Data items -
━━━━━━━━━━

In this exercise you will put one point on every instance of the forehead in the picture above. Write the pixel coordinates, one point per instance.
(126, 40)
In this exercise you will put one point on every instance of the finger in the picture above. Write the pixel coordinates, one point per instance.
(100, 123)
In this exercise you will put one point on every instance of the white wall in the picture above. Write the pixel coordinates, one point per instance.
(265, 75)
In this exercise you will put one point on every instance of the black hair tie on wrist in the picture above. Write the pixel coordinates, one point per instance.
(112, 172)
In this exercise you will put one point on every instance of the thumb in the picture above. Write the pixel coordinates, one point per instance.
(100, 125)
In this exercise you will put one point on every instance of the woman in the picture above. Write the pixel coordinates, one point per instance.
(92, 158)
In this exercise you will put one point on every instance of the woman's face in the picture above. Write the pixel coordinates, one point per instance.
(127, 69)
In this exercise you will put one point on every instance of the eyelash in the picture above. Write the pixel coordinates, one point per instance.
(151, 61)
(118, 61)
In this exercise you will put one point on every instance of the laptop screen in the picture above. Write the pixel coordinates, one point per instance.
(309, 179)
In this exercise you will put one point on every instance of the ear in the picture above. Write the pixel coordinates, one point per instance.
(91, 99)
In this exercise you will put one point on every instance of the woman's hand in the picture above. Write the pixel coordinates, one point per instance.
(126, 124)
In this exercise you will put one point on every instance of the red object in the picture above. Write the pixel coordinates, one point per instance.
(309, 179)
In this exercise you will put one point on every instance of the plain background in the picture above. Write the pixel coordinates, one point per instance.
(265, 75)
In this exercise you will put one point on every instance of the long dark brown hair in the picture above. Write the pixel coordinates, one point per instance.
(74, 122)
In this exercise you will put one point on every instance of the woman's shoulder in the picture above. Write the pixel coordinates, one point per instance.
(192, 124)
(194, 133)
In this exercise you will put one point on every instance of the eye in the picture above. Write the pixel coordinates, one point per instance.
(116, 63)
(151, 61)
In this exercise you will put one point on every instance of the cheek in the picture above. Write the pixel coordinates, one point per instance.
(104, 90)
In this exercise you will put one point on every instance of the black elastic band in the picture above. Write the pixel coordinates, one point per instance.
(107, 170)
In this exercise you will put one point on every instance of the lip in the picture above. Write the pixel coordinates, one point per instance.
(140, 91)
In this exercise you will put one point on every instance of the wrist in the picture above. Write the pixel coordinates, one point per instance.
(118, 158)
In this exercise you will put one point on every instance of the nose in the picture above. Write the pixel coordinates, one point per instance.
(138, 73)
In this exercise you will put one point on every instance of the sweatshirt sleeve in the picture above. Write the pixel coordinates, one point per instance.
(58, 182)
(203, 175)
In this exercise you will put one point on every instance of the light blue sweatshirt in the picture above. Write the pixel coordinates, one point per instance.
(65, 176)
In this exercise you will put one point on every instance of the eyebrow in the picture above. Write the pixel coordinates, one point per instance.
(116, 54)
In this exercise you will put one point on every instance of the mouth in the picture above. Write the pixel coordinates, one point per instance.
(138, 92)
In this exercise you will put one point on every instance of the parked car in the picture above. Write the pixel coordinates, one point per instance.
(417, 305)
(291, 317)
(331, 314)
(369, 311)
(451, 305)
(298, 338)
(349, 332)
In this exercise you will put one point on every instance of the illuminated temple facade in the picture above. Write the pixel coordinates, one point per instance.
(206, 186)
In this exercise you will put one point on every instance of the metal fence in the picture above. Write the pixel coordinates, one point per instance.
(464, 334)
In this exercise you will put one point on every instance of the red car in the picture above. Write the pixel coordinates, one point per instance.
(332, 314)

━━━━━━━━━━

Repeat the data in its entirety, character for character.

In this exercise you will put one point on every instance of the forehead in the picture above. Write the pixel coordinates, one point per instance.
(126, 40)
In this exercise you will put one point on every instance of the finger in the picture above. Write the pixel coordinates, one point per instance.
(100, 123)
In this exercise you will put one point on every instance of the white wall in the picture above. Write the pixel coordinates, one point per instance.
(265, 75)
In this exercise you will put one point on every instance of the black hair tie on wrist in the picture above. Write the pixel coordinates, one point per instance.
(112, 172)
In this exercise you will put one point on every instance of the thumb in the picture above. Write the pixel coordinates, one point per instance.
(100, 125)
In this exercise you will put one point on every instance of the woman in the picture above. Write the pixel coordinates, one point per instance.
(92, 158)
In this exercise you will put one point on every instance of the woman's face in the picture above. Write the pixel coordinates, one point per instance.
(127, 69)
In this exercise you will put one point on every instance of the eyelash in the picture above. Write the pixel coordinates, one point per instance.
(151, 61)
(118, 61)
In this exercise you will put one point on every instance of the laptop screen in the picture above. Write the pixel coordinates, one point per instance.
(309, 179)
In this exercise you will put one point on every instance of the ear in the picture above. Write the pixel coordinates, one point per instance.
(91, 99)
In this exercise you will put one point on every instance of the woman's hand in the picture above. Write the pixel coordinates, one point per instance.
(126, 124)
In this exercise you will put one point on every instance of the red object in the picture above. Write the pixel coordinates, one point per instance.
(309, 179)
In this exercise you will put one point on every instance of the plain background in the picture above. Write the pixel coordinates, one point per instance.
(265, 75)
In this exercise you will put one point on every instance of the long dark brown hair in the picture above. Write the pixel coordinates, one point per instance.
(74, 122)
In this exercise you will put one point on every instance of the woman's shoulder in the picture above. Write the pixel coordinates, one point per instance.
(192, 124)
(194, 133)
In this exercise you will put one point on every instance of the eye in the picture above. Write the pixel coordinates, one point per instance.
(116, 63)
(151, 61)
In this exercise you will put one point on every instance of the cheek in the picture above. Write the pixel coordinates, one point per instance.
(104, 90)
In this exercise you will put one point on every instance of the black elastic band in the picture above. Write the pixel coordinates, one point per instance.
(107, 170)
In this exercise you will put one point on every instance of the lip in the picture above. Write the pixel coordinates, one point per instance.
(140, 91)
In this exercise you will put one point on every instance of the wrist in the picture above. Write the pixel coordinates, one point per instance.
(118, 158)
In this exercise you will put one point on every instance of the nose in the picture above. Write the pixel coordinates, one point per instance.
(138, 73)
In this exercise you will put one point on every instance of the sweatshirt sleeve in the picture above. Write the pixel coordinates, one point per instance.
(58, 182)
(203, 175)
In this exercise you will put one point on every instance of the light blue sweatshirt in the picture above. Write the pixel coordinates, one point per instance.
(65, 176)
In this exercise you will put one point on every instance of the eyebrow in the picture above. Write the pixel coordinates, one point per instance.
(116, 54)
In this exercise you will put one point on every instance of the mouth in the picture above. Write the pixel coordinates, one point per instance.
(138, 92)
In this exercise you will put one point on every instance of the parked car in the picture above. Write the pixel coordinates, one point per instance.
(417, 305)
(291, 317)
(331, 314)
(369, 311)
(451, 305)
(298, 338)
(349, 332)
In this exercise you will put one point on every instance of the illuminated temple facade in the picture above. Write the pixel coordinates, one point per instance.
(206, 186)
In this exercise you will put one point on every instance of the metal fence in the picture above. Write the pixel coordinates, one point per instance.
(464, 334)
In this exercise you will put one point on every instance of the red car in the picture above. Write the pixel coordinates, one point per instance.
(332, 314)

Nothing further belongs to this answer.